- Opening Delimiter -
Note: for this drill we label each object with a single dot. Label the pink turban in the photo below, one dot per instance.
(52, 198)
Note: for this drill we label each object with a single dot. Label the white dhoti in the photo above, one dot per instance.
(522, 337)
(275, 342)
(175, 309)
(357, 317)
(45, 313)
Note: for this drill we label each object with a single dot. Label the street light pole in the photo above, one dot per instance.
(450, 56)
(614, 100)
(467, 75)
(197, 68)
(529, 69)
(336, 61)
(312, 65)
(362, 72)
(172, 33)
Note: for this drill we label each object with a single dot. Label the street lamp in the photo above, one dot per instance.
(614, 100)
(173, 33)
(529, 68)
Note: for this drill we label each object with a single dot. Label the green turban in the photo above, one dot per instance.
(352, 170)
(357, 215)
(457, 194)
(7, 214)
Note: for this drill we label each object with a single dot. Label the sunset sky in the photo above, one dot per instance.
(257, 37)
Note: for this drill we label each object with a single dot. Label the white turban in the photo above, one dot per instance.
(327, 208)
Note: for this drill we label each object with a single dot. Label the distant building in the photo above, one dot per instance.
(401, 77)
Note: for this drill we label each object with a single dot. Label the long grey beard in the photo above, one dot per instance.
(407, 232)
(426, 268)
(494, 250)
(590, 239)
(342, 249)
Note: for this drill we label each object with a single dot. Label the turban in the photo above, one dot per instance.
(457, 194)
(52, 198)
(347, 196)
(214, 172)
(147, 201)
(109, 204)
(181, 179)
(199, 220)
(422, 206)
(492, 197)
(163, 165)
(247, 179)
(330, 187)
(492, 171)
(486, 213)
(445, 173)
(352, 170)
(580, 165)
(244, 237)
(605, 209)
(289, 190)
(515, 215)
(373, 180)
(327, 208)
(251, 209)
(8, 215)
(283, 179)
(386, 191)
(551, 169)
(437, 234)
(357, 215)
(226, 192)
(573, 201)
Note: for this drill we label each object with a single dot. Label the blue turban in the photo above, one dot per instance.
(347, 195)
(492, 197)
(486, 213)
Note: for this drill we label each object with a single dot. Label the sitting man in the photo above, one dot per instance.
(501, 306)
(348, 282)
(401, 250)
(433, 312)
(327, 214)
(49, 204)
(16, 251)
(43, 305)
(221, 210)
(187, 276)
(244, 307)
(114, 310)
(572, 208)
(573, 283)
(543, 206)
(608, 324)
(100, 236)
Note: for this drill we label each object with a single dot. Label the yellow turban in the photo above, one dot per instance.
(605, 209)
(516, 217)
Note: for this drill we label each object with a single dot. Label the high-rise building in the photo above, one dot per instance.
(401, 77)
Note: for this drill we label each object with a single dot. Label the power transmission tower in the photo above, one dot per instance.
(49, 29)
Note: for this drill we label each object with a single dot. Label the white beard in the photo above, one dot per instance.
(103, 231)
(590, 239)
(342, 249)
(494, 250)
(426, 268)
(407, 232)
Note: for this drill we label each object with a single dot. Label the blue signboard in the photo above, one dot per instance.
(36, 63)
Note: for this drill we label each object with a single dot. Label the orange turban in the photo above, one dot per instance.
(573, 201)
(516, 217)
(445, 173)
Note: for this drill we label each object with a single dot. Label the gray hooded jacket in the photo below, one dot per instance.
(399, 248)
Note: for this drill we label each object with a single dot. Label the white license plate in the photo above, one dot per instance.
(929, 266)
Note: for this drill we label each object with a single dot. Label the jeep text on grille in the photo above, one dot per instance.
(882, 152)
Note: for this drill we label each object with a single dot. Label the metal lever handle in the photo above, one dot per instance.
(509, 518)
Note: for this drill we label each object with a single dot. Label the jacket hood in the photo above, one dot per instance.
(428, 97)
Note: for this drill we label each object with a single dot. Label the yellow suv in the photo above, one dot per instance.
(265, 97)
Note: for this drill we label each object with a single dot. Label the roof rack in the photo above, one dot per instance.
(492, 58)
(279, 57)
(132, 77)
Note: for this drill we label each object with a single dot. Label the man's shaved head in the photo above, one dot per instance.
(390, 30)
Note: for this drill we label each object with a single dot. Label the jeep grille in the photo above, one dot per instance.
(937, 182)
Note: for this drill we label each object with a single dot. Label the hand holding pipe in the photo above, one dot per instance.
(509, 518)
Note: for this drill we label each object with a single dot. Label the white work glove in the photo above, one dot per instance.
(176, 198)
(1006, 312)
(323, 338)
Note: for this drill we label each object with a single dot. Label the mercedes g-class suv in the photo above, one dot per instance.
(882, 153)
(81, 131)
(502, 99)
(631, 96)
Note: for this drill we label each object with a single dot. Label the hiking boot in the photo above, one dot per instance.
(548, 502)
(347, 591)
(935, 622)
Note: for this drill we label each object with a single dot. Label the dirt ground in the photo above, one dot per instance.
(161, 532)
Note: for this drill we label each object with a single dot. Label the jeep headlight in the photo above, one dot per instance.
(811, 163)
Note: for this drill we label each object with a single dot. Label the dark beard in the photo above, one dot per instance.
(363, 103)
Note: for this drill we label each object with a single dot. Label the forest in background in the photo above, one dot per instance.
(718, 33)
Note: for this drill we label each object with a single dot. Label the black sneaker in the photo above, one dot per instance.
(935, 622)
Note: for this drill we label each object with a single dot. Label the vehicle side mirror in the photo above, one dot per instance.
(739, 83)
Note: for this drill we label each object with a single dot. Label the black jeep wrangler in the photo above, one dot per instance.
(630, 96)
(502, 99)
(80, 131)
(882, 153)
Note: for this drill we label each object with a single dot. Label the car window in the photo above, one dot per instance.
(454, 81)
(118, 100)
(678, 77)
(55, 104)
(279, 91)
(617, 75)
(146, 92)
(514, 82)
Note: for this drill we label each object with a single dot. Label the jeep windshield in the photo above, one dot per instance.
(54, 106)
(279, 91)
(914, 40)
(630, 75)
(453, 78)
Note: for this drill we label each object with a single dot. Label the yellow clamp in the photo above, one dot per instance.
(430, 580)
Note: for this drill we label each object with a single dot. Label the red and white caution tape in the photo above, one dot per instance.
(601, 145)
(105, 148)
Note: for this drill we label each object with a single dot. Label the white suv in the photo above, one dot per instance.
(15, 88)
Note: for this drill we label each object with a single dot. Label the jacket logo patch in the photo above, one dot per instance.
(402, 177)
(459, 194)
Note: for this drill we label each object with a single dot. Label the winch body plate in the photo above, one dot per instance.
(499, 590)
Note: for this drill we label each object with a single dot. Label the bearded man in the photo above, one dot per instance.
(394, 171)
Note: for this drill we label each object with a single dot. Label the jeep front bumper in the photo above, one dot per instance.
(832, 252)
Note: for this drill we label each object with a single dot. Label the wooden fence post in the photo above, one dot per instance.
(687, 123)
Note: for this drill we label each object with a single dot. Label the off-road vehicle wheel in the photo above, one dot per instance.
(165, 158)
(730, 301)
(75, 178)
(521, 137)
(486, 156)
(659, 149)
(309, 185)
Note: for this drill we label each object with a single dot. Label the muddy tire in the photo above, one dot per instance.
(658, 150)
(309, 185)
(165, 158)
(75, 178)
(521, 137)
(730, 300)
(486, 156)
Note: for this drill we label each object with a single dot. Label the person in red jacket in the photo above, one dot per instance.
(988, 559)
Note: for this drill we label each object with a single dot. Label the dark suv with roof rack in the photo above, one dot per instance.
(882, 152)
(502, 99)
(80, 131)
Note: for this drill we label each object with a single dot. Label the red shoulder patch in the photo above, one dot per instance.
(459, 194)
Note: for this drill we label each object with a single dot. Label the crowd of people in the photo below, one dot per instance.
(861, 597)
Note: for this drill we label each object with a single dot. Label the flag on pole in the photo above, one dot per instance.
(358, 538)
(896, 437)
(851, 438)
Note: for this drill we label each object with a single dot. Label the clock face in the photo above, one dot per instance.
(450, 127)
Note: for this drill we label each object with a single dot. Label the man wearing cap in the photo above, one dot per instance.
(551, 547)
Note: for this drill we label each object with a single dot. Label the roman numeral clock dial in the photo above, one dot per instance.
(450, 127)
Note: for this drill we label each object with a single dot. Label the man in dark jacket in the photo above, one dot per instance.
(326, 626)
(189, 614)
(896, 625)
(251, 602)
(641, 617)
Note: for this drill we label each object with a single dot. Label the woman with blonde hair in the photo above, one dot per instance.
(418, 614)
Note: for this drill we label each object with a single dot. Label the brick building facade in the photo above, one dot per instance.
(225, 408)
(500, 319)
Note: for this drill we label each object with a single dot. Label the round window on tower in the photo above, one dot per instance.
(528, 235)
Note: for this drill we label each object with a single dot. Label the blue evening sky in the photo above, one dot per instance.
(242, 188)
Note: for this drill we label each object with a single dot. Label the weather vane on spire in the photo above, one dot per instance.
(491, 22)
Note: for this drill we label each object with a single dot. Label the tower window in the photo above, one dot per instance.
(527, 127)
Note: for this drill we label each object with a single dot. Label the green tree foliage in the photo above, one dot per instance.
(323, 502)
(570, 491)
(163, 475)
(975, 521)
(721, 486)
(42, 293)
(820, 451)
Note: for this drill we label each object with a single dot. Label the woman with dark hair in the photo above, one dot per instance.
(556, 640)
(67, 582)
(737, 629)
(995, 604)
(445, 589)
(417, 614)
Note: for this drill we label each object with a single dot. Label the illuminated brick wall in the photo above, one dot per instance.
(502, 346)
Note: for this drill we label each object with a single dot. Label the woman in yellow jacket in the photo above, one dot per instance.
- Closing Delimiter -
Exactly the lines from the one containing "the green tree" through the end of the records above should be returned, with both ends kept.

Note: for this drill we label each object with a single dot. Label the green tree foliage in the photo above, one dot per instance.
(323, 502)
(570, 491)
(163, 475)
(975, 521)
(721, 486)
(42, 293)
(820, 451)
Note: for this drill we label each object with a single dot. Label the woman with dark hair in the photo above, one dot per instance.
(556, 640)
(67, 582)
(737, 629)
(995, 604)
(445, 589)
(417, 614)
Note: for this drill we label each object with a single dot. Label the illuminated brick wall in the photo above, one dot per instance.
(502, 346)
Note: for this drill we label each object with a single dot. Label the woman in yellow jacket in the photo above, one dot per instance.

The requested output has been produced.